§ TÂCHE À RÉALISER: Selon la page, quel animal entre dans la collection au début du récit, un 28 décembre ?

§ PAGE:
_ _ _ _

Un homme est chargé par des commanditaires invisibles et anonymes de constituer un luxueux cabinet de curiosités. Il a peu de temps mais de l’argent, des moyens apparemment illimités pour cette entreprise. «De toutes pièces» est le journal de cet homme, au fil des quatre saisons de cette « aventure » ; il raconte l’assemblage obsessionnel de cette collection, projet visant à la perfection formelle et qui, d’une saison à l’autre, se fissure et se détraque.
En exergue à ce deuxième roman vertigineux de Cécile Portier, paru en septembre 2018 chez Quidam éditeur, est inscrite cette citation d’Elfriede Jelinek : « Voici que le langage en personne veut se mettre à parler. » On entre dans le roman par les objets, merveilleusement décrits, avec la précision maniaque d’un obsessionnel et l’œil d’un amoureux des belles choses. Empreint d’humour et d’une beauté paradoxale, le récit débute un 28 décembre (jour du massacre des Saints Innocents) par l’entrée dans la collection d’un ornithorynque empaillé, « un pondeur d’œufs à mamelles, une bête à poils et à pieds palmés », curiosité de la nature comme du langage, établissant d’emblée combien dans ce roman propos et forme se nourrissent mutuellement, interrogeant le rapport entre les choses et le langage, en écho à «Œuvres» d’Édouard Levé ou au «Parti-pris des choses» de Francis Ponge.
La poétique de cette accumulation foisonnante du bizarre et du merveilleux, dans une écriture performative, pourrait suffire à notre plaisir de lecteur mais Cécile Portier compose aussi avec ce roman une satire subtilement féroce sur le pouvoir corrosif et inhumain de l’argent et du néolibéralisme.
« 9 janvier
Savoir ce qu’on fait : un fatras agencé au millimètre près, avec dedans un paravent peint d’oiseaux, des bêtes à poil et à griffes, dont une loutre, pour la beauté enfin stoppée, réalisée, de sa nage, et des bocaux sur des étagères scellées dans de la menuiserie sombre aux mécanismes d’ouverture plus subtils que compliqués, s’offrant seulement aux doigts fins. Des surprises, des terreurs, des onguents, des mèches de cheveux de concubines d’un harem, type Angélique Marquise des Anges. Des planches d’anatomie exclusivement consacrées aux organes sensoriels et à leur raccordement au système nerveux central, et ainsi, une meilleure compréhension des envies de saccage. C’est une délectation un peu malsaine, très fin de siècle : le fruit de beaucoup de détournements, de toutes les concentrations décadentes du pouvoir et de l’argent. Plus, un tatou, recroquevillé sur le montant final des enchères du tout. »

_ _ _ _

(Étiquettes des points d'objets)
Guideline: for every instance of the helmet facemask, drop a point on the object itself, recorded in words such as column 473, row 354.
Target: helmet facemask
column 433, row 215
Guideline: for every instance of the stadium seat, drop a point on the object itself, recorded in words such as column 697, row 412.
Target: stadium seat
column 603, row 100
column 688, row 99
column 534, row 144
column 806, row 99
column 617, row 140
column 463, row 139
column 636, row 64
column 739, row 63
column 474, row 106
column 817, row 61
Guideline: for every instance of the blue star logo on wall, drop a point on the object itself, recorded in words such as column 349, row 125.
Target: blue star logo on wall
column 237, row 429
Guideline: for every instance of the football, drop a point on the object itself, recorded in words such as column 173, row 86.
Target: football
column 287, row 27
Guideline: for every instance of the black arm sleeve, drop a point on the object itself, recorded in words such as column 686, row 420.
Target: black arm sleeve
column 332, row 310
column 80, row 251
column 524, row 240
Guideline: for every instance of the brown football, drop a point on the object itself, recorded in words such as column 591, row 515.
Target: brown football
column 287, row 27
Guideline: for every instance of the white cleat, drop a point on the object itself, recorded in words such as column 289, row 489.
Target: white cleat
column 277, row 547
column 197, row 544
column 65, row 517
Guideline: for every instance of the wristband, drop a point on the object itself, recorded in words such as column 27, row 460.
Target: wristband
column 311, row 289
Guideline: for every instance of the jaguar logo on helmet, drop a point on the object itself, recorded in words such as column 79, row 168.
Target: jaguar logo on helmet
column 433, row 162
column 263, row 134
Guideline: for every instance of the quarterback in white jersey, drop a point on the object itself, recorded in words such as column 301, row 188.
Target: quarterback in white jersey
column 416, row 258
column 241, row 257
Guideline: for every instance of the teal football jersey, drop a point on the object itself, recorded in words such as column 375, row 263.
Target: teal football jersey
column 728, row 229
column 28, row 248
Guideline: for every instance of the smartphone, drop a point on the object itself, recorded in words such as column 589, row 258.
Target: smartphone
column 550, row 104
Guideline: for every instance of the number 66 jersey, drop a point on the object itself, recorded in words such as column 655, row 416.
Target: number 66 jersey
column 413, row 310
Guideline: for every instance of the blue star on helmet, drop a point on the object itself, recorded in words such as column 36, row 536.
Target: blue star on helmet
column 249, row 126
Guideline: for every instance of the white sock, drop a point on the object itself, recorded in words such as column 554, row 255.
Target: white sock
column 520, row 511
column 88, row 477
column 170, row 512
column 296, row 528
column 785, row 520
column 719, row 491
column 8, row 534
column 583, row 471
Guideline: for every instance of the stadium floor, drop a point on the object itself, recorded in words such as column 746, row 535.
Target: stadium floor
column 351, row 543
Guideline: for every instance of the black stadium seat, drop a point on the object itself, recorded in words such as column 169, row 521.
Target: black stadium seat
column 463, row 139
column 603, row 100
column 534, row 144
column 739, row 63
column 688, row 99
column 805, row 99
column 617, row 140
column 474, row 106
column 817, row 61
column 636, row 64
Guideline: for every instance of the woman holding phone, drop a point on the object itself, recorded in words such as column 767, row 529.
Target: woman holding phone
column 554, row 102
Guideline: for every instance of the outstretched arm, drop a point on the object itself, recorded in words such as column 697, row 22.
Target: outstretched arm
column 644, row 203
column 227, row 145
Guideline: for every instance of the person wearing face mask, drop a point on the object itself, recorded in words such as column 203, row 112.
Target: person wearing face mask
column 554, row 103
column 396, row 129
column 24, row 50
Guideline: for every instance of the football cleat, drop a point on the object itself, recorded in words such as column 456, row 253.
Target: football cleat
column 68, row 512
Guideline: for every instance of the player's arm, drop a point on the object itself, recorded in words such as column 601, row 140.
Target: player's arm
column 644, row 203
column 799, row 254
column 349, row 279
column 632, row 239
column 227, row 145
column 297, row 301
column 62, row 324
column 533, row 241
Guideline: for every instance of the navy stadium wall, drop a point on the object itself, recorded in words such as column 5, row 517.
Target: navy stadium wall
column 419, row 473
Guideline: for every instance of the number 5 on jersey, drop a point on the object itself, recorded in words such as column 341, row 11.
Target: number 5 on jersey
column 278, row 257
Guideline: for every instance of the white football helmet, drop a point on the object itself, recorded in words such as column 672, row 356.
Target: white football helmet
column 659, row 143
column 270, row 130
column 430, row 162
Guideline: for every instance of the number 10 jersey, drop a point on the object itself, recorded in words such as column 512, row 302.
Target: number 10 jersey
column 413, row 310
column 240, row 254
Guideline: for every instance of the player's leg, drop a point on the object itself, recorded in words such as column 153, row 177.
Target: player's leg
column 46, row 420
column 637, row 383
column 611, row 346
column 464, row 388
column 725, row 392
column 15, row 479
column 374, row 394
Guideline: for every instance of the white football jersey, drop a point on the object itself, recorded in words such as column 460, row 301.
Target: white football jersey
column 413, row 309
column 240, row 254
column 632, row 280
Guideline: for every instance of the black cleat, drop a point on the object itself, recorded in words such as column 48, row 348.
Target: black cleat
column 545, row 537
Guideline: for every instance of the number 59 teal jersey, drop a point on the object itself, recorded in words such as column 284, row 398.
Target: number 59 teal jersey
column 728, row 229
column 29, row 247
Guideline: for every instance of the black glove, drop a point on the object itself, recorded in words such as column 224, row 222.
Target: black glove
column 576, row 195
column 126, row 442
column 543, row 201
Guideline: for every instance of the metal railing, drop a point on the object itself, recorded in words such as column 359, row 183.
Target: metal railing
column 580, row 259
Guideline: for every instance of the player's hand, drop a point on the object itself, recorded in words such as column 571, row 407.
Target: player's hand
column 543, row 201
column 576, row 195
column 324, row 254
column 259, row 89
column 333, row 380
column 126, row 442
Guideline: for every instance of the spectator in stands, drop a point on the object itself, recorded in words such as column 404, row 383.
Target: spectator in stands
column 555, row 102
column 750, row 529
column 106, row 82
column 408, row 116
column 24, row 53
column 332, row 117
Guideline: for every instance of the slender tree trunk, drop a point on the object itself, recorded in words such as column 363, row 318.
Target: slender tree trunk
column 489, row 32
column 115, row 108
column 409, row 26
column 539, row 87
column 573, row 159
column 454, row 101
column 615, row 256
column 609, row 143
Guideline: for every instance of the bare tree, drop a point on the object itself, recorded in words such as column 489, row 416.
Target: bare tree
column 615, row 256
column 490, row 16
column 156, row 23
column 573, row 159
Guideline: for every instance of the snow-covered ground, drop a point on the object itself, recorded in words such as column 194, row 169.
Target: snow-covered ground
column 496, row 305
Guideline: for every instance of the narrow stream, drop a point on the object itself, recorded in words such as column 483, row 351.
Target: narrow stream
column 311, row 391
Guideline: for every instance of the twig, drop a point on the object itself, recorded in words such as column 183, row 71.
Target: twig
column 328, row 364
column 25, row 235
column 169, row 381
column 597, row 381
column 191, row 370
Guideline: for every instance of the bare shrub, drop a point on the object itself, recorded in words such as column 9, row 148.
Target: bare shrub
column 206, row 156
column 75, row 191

_ _ _ _

§ SOLUTION DE L'EXERCICE: Un ornithorynque empaillé.